Your task is to reproduce the entries below word for word.

— Start Records shown —

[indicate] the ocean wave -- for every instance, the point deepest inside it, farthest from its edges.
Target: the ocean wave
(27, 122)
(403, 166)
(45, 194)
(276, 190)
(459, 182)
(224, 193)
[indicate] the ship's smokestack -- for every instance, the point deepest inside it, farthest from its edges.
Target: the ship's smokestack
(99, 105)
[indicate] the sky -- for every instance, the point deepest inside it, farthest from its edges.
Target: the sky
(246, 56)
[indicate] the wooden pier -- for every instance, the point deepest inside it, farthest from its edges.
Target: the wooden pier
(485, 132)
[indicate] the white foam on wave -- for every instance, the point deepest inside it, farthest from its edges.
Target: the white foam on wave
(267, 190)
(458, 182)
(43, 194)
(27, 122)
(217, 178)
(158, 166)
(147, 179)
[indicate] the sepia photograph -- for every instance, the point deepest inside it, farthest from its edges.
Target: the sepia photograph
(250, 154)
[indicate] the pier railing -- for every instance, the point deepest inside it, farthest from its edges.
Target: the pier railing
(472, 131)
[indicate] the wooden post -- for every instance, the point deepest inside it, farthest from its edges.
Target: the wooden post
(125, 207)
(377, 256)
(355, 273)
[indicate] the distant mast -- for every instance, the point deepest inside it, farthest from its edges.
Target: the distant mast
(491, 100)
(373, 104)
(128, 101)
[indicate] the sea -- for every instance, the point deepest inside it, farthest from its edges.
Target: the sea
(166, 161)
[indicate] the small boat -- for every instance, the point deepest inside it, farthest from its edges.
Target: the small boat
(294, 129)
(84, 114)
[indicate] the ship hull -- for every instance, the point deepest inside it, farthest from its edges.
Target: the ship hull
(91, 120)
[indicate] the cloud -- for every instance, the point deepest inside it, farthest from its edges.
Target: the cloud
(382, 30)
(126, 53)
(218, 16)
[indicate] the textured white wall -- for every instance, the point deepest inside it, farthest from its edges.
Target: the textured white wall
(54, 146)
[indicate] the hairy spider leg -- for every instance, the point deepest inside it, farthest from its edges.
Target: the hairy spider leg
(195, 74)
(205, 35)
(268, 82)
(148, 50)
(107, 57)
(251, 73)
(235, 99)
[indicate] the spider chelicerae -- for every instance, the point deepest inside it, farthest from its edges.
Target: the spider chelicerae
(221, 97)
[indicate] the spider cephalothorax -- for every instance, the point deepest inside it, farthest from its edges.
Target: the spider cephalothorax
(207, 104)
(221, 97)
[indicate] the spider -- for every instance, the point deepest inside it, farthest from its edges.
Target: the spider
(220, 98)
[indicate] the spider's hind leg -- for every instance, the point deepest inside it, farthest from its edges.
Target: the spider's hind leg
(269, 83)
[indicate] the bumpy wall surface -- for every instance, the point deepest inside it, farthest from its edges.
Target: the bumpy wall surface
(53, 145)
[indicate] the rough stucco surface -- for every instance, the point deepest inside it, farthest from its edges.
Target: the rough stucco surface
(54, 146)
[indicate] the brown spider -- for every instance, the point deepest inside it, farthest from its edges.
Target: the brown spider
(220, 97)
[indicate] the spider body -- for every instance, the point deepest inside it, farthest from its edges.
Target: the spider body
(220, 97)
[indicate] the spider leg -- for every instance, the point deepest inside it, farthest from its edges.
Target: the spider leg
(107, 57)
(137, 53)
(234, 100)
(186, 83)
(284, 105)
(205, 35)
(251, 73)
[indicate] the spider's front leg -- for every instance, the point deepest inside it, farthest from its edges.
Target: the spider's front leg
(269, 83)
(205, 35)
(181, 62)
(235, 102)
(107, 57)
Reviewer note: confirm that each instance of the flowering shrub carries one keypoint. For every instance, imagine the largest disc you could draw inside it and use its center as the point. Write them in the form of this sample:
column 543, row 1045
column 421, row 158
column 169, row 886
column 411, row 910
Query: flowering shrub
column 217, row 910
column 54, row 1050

— End Records shown —

• **Full response**:
[indicate] the ocean wave -- for every instance, the point deepest inside it, farthest from its edges.
Target: the ocean wave
(27, 122)
(403, 166)
(45, 194)
(276, 190)
(459, 182)
(224, 193)
[indicate] the ship's smokestack -- for every instance, the point deepest inside it, farthest from its edges.
Target: the ship's smokestack
(99, 105)
[indicate] the sky -- for every instance, the point deepest inside it, farthest from its edges.
Target: the sky
(246, 56)
[indicate] the wooden pier -- for every instance, the point deepest inside it, farthest from its edges.
Target: the wooden pier
(485, 132)
[indicate] the white foam on wave -- for every instance, the point deepest inside it, farthest from its edges.
Target: the white foam on wave
(267, 190)
(458, 182)
(43, 194)
(27, 122)
(217, 178)
(158, 166)
(147, 179)
[indicate] the sepia photograph -- for every instance, the point deepest inside it, farthest from its edges.
Target: the sepia photograph
(250, 154)
[indicate] the pier railing -- for every instance, the point deepest inside it, farthest from its edges.
Target: the pier railing
(472, 131)
[indicate] the wooden post -- for every instance, the point deepest inside it, farthest from its edges.
Target: the wooden post
(125, 207)
(377, 256)
(355, 273)
[indicate] the distant mast -- for every instance, the point deepest inside it, farthest from its edges.
Target: the distant mast
(491, 100)
(373, 104)
(128, 101)
[indicate] the sea -- for every instance, the point deepest inside it, farthest from its edges.
Target: the sea
(166, 161)
[indicate] the small boat -- for every instance, the point deepest inside it, farthest from its edges.
Target: the small boat
(294, 129)
(84, 114)
[indicate] the ship hull -- for every instance, the point deepest inside it, farthest from its edges.
Target: the ship hull
(91, 120)
[indicate] the cloud -- for every instance, the point deepest inside it, farthest from its edges.
Target: the cloud
(382, 30)
(126, 53)
(218, 16)
[indicate] the textured white wall -- for every instance, the point deepest inside it, farthest from its edges.
Target: the textured white wall
(54, 146)
[indicate] the hairy spider leg -- for every instance, the point deepest inside it, farthest from its edges.
Target: the hairy spider leg
(195, 74)
(205, 35)
(268, 82)
(148, 50)
(107, 57)
(251, 73)
(235, 99)
[indicate] the spider chelicerae -- for every instance, the point deepest inside it, farthest from its edges.
Target: the spider chelicerae
(221, 97)
[indicate] the spider cephalothorax -- for every instance, the point deepest inside it, farthest from its edges.
Target: the spider cephalothorax
(207, 104)
(221, 97)
[indicate] the spider -- for every instance, the point deepest inside it, farthest from its edges.
Target: the spider
(220, 98)
[indicate] the spider's hind leg -- for every instance, the point deepest inside it, farthest from its edges.
Target: the spider's hind leg
(269, 83)
[indicate] the bumpy wall surface -- for every instance, the point deepest inside it, farthest from its edges.
Target: the bumpy wall surface
(53, 145)
[indicate] the rough stucco surface -- for every instance, the point deepest inside it, farthest from its edges.
Target: the rough stucco surface
(54, 146)
[indicate] the brown spider -- for every instance, the point deepest inside it, farthest from its edges.
Target: the brown spider
(220, 97)
[indicate] the spider body -- for every instance, the point deepest inside it, farthest from its edges.
Target: the spider body
(220, 97)
[indicate] the spider leg -- for every instance, the point deepest inside it, farthest from its edges.
Target: the spider leg
(107, 57)
(137, 53)
(234, 100)
(186, 83)
(284, 105)
(205, 35)
(251, 73)
[indicate] the spider's front leg -- for every instance, the point deepest inside it, farthest from its edges.
Target: the spider's front leg
(269, 83)
(205, 35)
(181, 62)
(235, 102)
(107, 57)
Reviewer note: confirm that each instance of the flowering shrub carries one keypoint. For every instance, imagine the largest disc you could draw inside it and use its center as the point. Write them in the form of this sample:
column 543, row 1045
column 421, row 158
column 169, row 886
column 411, row 910
Query: flowering shrub
column 217, row 910
column 54, row 1050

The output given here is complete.